Exercise objective: Set down the material below in full, matching it exactly.

Record excerpts:

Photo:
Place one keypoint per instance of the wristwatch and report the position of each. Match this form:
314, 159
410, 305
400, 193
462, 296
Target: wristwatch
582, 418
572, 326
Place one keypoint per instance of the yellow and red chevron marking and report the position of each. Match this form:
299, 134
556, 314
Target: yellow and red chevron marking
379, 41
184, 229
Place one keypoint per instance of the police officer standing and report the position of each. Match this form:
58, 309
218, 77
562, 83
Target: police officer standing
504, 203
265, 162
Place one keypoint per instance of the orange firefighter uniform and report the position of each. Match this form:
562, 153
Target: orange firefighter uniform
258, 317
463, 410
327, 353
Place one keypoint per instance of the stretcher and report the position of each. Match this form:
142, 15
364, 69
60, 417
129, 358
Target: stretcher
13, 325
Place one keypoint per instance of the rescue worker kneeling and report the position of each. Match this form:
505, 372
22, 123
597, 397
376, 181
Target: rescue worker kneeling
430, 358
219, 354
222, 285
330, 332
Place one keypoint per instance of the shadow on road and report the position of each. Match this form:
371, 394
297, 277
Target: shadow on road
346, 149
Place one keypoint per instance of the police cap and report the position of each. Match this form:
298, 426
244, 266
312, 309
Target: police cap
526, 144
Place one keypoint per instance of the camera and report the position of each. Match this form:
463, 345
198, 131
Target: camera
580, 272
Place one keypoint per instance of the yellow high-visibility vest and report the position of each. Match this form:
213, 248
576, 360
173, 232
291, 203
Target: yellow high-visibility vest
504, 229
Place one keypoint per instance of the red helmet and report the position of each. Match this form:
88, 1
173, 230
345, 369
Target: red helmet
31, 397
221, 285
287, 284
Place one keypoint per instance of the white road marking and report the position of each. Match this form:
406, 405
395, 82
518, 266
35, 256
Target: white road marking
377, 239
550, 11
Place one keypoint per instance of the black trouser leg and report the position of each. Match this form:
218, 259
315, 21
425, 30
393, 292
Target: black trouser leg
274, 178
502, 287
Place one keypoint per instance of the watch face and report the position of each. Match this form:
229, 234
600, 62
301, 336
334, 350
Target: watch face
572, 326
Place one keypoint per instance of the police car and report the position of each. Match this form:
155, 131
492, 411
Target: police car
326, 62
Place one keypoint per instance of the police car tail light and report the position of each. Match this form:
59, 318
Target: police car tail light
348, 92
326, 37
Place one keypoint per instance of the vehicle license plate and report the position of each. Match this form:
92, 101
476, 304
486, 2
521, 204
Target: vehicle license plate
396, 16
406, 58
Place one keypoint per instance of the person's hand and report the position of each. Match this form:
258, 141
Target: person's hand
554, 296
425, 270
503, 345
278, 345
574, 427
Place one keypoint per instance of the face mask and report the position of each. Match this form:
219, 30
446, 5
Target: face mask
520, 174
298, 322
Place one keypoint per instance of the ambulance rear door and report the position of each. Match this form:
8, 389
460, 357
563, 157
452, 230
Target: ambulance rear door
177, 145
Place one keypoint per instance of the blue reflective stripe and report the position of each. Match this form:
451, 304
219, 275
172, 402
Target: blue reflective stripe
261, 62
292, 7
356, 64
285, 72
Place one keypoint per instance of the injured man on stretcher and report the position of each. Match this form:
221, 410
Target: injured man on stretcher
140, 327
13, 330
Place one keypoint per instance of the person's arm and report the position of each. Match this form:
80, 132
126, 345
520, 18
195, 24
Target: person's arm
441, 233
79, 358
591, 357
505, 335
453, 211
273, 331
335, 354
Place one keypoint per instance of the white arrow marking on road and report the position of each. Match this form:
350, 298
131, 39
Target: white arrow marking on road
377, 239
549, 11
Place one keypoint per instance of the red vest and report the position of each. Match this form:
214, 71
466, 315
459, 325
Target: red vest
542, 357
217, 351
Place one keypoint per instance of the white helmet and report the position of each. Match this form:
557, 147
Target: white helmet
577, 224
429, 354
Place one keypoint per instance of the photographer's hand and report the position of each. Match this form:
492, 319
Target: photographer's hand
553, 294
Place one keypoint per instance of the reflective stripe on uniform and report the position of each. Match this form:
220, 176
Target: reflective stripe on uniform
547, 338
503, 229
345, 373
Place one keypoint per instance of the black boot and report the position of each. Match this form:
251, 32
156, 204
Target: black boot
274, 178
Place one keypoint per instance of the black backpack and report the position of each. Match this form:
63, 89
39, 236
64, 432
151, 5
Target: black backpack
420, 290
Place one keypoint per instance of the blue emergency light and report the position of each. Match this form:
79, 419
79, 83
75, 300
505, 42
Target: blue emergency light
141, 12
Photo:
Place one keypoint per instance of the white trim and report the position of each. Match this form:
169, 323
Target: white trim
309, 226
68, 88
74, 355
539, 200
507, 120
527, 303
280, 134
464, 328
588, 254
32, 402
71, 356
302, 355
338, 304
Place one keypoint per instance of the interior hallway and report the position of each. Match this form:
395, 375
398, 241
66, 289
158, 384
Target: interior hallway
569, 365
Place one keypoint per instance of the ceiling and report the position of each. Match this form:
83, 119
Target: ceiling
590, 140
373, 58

Answer to the problem:
Photo:
Place one keypoint per instance of the wristwatch and report the position of each. Match this form:
314, 159
410, 305
400, 193
462, 296
Target: wristwatch
582, 418
572, 326
Place one keypoint per instance of the yellow and red chevron marking and report the position of each. Match this form:
299, 134
556, 314
Target: yellow and red chevron marking
379, 41
184, 229
Place one keypoint per instance of the police officer standing and report the position of each. Match this form:
58, 309
218, 77
562, 83
Target: police officer standing
504, 203
265, 162
Place one keypoint per instance of the orange firefighter uniform and report the position of each. Match this form:
562, 153
Target: orange firefighter uniform
258, 317
463, 410
327, 353
Place one keypoint per instance of the stretcher and report the position of each. Match this form:
142, 15
364, 69
60, 417
129, 358
Target: stretcher
13, 325
Place one keypoint per instance of the rescue worker kneeling and report the position of each. Match this form:
505, 372
22, 123
597, 397
376, 181
Target: rescue worker kneeling
430, 358
219, 354
222, 285
330, 332
Place one keypoint per instance of the shadow on road and report the position of each. Match this form:
371, 394
297, 277
Target: shadow on road
346, 149
Place one keypoint per instance of the police cap and report the position of each. Match this form:
298, 426
244, 266
312, 309
Target: police cap
526, 144
Place one keypoint per instance of the camera and report the position of each. Match this form:
463, 345
198, 131
Target: camera
580, 272
Place one keypoint per instance of the yellow high-visibility vest and report the position of each. Match this form:
213, 248
576, 360
173, 232
291, 203
Target: yellow high-visibility vest
504, 229
Place one keypoint per instance of the red helmet and report the position of each. Match this form:
88, 1
173, 230
345, 369
Target: red helmet
31, 397
221, 285
287, 284
Place one keypoint per instance of the white road marking and report the position of each. Match this form:
406, 405
395, 82
518, 266
35, 256
Target: white road marking
377, 239
550, 11
Place one keypoint per instance of the black trouser leg and report the position of each. Match this form:
218, 259
315, 21
425, 30
393, 292
Target: black trouser leg
274, 178
502, 287
Place one keypoint per instance of the watch face and report the position of each. Match this form:
229, 234
600, 62
301, 336
334, 350
Target: watch face
572, 326
Place one keypoint per instance of the police car and report the position of each. Match this form:
155, 131
492, 411
Target: police car
326, 62
Place one keypoint per instance of the police car tail light and report the position of each. Match this form:
59, 318
Target: police car tail light
348, 92
326, 37
Place one keypoint per instance of the vehicle license plate and report the position of each. Match this form:
92, 101
476, 304
486, 2
521, 204
Target: vehicle license plate
396, 16
406, 58
Place one keypoint per instance of the person's hand and report the position of each. Match this form:
258, 141
Target: person's hand
554, 296
425, 270
503, 345
278, 345
574, 427
Place one keypoint per instance of the face mask and report the position of each. Match this form:
219, 30
446, 5
Target: face mask
520, 174
298, 322
Place one keypoint per instance of the ambulance rear door and report the position of each. Match this form:
8, 389
460, 357
563, 157
452, 230
Target: ambulance rear door
177, 145
Place one keypoint per instance of the blue reflective stripe and report the position of each. Match this form:
451, 304
219, 275
172, 402
Target: blue reflective stripe
261, 62
292, 7
356, 64
285, 72
Place one keypoint per instance of the injured man on stretcher and report the position of each. Match this form:
221, 410
Target: injured man on stretcher
140, 327
13, 330
Place one keypoint per instance of the person's arm and report the position of each. Match this form:
80, 132
126, 345
520, 18
195, 24
Target: person's arm
441, 233
79, 358
591, 357
505, 335
453, 211
273, 331
335, 354
Place one keypoint per instance of the white arrow marking on road and report the position of each. Match this form:
350, 298
131, 39
Target: white arrow marking on road
377, 239
549, 11
Place one keypoint per instance of the red vest and report the position of each. Match this form:
214, 71
466, 315
459, 325
Target: red vest
542, 357
217, 351
Place one keypoint per instance of the white helmet and report the position of each. Match this form:
557, 147
Target: white helmet
577, 224
429, 354
Place one keypoint per instance of the photographer's hand and report the position of each. Match this form:
492, 319
Target: photographer's hand
553, 294
Place one keypoint per instance of the reflective stripe on uniform and report the position of each. Match this form:
220, 176
Target: reflective stripe on uniform
547, 338
503, 229
345, 373
Place one keypoint per instance of the black boot and report the position of each. Match this form:
251, 32
156, 204
Target: black boot
274, 178
Place one keypoint per instance of the black backpack and report the position of each. Match this form:
63, 89
39, 236
64, 432
151, 5
Target: black backpack
420, 290
Place one keypoint per instance of the blue emergency light and report the position of each. Match this form:
79, 419
79, 83
75, 300
505, 42
Target: blue emergency light
141, 12
Photo:
Place one keypoint per instance of the white trim and report the position of each. Match this form:
169, 323
Target: white trim
309, 226
68, 88
74, 355
539, 200
507, 120
527, 303
280, 134
464, 328
588, 254
32, 402
71, 356
302, 355
338, 304
Place one keypoint per instance of the interior hallway and report the position of each. Match this form:
395, 375
398, 241
66, 289
158, 384
Target: interior hallway
569, 365
Place one keypoint per instance of the ceiling and report the position of each. Match this form:
83, 119
Target: ceiling
590, 140
373, 58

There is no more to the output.